TASK LIST
**1)** Using the text on the BALF repeatability study, decide whether each statement agrees with it. Answer yes or no and quote the deciding words. (a) Proteins from each of the two BALF test samples were split into two equal parts before the depletion and clean-up steps. (b) Each test sample contributed 10 micrograms of peptides for TMT labeling. (c) The labeled peptides were fractionated by offline high pH HPLC.
**2)** In the text on the BALF repeatability study, how many protein groups were identified with high confidence across the entire 16plex TMT experiment?

The amenability of any sample processing workflow to quantitative analysis is critically important, as most researchers will seek to compare changes in BALF protein abundance between different conditions. As such, we carried out a demonstration study using some of the samples from Table 1 to test repeatability of the workflow. We used the isobaric Tandem Mass Tags (TMT) reagents for multiplexed quantitative analysis(35). Proteins isolated from two different BALF samples (called here Test 1 and Test 2) were divided into two equal parts and taken through the protein depletion and clean-up steps of the workflow. The peptides from these test samples (5 micrograms per sample) were labeled with TMT reagents, as part of a larger testing experiment using the 16-plex TMTPro labeling kit and fractionated using offline high pH HPLC.
Table 2 shows results from the replicate TMT-labeled (Test 1 and Test 2) BALF samples. We found that samples divided into equal amounts prior to protein depletion had average protein ratios close to 1, with acceptable CVs for untargeted isobaric tagging experiments demonstrating reproducibility of our workflow. Across the entire 16plex TMT experiment, we identified with high confidence 1844 protein groups from 24306 peptides. Supplementary Table 2 shows the complete set of protein identification results from this TMT-based experiment, and the quantitative analysis of the Test 1 and Test 2 replicate samples.
Table 2
Results from a demonstration TMT-based quantitative repeatability experiment in BALF samples using our sample preparation workflow.

(Records from a data collection)

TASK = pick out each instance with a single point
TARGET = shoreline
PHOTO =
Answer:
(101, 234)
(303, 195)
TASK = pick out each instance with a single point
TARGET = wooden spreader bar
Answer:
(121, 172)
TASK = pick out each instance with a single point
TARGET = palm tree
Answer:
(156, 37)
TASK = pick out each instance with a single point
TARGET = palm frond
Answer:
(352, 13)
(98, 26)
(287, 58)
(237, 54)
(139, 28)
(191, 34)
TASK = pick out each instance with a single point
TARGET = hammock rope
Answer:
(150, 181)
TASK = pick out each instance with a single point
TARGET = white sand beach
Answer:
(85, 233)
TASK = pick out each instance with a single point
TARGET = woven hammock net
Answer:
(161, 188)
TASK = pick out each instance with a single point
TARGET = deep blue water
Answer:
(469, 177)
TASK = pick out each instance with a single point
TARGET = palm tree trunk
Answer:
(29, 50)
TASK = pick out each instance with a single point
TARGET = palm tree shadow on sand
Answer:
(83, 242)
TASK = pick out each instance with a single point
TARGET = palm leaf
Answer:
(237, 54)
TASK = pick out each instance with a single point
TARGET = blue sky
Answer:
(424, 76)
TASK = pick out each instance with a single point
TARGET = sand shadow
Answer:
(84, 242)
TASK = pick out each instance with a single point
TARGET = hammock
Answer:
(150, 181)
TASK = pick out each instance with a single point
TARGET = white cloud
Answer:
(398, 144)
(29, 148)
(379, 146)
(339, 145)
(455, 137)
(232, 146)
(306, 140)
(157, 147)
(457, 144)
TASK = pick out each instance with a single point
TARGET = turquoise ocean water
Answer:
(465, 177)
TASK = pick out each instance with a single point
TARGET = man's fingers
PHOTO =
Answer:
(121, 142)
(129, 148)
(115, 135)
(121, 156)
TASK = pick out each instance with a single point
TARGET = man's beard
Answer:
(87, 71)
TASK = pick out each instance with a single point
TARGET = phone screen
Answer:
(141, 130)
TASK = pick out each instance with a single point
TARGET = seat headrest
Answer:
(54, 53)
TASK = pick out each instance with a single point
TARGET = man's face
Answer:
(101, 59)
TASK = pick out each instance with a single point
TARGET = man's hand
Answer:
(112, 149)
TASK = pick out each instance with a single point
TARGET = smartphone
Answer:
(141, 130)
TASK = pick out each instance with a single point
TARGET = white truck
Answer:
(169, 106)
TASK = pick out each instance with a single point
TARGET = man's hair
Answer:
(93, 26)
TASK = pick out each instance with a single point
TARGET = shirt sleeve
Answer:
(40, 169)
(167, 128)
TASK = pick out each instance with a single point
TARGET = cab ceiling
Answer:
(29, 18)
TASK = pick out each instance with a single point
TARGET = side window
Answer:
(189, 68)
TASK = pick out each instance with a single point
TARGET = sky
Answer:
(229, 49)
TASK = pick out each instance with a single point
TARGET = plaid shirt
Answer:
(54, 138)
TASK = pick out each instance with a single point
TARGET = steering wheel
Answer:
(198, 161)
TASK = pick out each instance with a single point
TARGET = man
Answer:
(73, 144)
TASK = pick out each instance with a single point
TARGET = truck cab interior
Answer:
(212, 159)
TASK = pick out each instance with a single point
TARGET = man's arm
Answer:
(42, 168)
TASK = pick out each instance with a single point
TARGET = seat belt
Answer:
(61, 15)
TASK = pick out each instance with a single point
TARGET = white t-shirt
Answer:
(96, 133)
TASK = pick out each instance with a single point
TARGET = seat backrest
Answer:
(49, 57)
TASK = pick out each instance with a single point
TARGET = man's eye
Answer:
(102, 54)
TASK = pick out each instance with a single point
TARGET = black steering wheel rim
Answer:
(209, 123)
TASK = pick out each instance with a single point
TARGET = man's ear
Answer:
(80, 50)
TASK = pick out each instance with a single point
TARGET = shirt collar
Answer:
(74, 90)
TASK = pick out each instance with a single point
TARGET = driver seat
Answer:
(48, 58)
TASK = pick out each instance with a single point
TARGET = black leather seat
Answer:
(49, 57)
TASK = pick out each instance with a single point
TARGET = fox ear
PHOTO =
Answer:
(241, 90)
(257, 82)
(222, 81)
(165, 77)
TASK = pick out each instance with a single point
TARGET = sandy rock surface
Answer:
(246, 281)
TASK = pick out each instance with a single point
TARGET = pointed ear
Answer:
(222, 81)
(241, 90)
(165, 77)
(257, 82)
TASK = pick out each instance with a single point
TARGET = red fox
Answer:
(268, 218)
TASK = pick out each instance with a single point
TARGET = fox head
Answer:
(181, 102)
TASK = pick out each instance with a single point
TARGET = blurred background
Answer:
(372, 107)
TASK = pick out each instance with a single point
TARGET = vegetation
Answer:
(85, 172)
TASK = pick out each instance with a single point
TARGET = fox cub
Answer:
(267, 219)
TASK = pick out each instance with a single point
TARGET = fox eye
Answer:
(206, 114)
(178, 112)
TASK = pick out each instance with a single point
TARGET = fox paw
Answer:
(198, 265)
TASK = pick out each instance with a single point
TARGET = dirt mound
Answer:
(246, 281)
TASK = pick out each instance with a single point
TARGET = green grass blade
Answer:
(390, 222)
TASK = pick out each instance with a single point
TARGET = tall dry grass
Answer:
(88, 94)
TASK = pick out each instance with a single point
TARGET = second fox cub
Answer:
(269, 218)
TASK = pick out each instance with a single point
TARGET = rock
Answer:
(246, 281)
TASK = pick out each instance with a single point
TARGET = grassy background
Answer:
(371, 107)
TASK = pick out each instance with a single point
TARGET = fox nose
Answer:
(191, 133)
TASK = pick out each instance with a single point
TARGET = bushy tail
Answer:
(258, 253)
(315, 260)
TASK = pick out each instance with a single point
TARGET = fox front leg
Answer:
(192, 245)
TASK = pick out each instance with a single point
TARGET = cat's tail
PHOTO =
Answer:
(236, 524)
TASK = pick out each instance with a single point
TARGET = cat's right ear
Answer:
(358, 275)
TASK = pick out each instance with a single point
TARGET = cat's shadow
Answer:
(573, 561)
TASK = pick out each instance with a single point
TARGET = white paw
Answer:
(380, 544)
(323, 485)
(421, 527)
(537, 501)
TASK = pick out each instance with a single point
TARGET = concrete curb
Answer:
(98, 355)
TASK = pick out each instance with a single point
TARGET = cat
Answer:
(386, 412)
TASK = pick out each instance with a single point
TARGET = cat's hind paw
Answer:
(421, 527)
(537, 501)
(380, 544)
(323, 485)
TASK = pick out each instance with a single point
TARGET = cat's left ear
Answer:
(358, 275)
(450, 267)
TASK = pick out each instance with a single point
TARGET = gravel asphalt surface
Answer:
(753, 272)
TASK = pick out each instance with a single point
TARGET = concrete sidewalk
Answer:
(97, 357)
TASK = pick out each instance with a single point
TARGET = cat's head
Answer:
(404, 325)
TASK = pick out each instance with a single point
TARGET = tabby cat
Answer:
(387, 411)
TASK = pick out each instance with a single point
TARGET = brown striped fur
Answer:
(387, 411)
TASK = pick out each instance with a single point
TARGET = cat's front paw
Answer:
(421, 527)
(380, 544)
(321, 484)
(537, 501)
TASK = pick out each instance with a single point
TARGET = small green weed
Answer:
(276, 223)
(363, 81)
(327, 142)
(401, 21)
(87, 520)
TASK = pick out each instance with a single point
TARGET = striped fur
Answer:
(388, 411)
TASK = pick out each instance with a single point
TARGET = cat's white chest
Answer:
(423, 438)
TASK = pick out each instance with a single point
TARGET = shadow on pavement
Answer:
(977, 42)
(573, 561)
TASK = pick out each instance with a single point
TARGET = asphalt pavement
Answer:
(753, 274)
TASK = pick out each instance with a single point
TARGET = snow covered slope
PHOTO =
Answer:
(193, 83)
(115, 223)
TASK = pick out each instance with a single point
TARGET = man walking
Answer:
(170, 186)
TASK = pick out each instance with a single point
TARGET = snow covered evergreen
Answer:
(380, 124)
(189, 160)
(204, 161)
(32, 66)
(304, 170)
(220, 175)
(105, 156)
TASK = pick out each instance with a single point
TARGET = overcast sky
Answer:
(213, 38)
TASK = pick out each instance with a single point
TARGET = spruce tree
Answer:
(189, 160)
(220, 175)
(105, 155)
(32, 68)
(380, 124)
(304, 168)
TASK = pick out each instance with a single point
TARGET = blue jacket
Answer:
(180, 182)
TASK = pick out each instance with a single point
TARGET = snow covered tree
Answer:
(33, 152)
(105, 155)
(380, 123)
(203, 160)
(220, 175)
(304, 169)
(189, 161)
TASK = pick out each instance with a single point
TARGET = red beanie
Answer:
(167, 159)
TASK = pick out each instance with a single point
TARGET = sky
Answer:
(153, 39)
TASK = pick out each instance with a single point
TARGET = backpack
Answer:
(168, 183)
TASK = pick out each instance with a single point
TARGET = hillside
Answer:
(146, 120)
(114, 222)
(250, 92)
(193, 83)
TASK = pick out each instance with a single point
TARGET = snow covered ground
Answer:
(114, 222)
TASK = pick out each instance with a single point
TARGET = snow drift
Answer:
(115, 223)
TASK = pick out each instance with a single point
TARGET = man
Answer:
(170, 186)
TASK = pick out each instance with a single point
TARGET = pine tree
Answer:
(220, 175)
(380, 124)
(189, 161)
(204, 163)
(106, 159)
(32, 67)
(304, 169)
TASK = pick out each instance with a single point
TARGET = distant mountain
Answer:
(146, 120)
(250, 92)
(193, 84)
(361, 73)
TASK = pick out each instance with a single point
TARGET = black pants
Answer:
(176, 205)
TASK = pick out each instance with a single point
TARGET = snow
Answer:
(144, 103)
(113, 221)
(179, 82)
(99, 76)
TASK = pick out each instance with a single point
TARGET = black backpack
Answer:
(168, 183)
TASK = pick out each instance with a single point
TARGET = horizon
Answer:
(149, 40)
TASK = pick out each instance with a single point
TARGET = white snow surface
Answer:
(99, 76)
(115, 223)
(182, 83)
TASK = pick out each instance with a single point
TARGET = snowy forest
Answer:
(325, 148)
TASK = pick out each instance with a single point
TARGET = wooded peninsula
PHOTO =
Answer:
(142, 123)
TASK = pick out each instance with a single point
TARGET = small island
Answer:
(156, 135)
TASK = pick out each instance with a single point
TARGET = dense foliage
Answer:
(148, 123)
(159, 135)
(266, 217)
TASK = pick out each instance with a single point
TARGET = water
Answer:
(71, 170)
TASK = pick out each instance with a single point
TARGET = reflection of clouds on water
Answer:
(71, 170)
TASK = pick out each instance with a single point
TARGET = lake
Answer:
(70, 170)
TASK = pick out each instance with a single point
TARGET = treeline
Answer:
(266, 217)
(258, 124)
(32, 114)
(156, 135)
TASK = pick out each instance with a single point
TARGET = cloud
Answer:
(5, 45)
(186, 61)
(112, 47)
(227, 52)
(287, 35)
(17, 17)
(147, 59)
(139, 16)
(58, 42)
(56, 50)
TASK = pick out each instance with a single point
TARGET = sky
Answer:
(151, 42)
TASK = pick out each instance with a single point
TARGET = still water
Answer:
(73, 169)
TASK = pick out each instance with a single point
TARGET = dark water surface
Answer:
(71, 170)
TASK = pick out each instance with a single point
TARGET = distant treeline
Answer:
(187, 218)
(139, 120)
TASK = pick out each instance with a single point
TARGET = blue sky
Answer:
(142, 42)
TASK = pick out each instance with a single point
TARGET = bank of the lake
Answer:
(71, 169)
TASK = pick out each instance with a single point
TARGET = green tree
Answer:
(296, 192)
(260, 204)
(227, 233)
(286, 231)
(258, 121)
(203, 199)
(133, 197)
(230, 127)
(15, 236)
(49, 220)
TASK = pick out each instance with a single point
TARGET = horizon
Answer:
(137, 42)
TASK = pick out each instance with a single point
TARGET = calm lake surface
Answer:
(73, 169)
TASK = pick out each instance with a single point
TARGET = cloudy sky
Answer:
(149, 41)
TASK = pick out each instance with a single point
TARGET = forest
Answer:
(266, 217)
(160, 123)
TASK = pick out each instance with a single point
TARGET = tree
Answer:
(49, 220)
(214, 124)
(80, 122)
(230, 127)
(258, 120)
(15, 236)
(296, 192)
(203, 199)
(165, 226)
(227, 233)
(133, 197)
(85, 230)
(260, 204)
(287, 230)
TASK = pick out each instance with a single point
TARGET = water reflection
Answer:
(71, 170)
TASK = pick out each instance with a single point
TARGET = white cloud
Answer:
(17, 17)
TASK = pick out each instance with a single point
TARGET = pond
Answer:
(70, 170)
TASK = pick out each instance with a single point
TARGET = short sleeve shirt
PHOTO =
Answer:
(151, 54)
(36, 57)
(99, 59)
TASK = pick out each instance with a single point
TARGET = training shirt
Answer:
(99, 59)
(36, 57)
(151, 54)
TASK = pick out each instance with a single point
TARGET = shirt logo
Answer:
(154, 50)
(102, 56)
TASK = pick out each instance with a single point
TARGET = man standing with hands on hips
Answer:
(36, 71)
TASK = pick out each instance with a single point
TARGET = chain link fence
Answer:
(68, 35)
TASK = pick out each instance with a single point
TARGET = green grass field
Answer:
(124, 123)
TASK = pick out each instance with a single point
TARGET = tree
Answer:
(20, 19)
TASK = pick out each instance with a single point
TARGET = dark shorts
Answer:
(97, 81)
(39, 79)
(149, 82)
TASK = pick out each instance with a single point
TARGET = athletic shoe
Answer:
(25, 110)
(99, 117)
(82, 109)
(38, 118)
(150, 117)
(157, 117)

OUTPUTS FOR THE TASKS
**1)**
(a) Yes: "Proteins isolated from two different BALF samples (called here Test 1 and Test 2) were divided into two equal parts and taken through the protein depletion and clean-up steps of the workflow."
(b) No: "The peptides from these test samples (5 micrograms per sample) were labeled with TMT reagents"
(c) Yes: "fractionated using offline high pH HPLC"

**2)** 1844 protein groups, from 24306 peptides.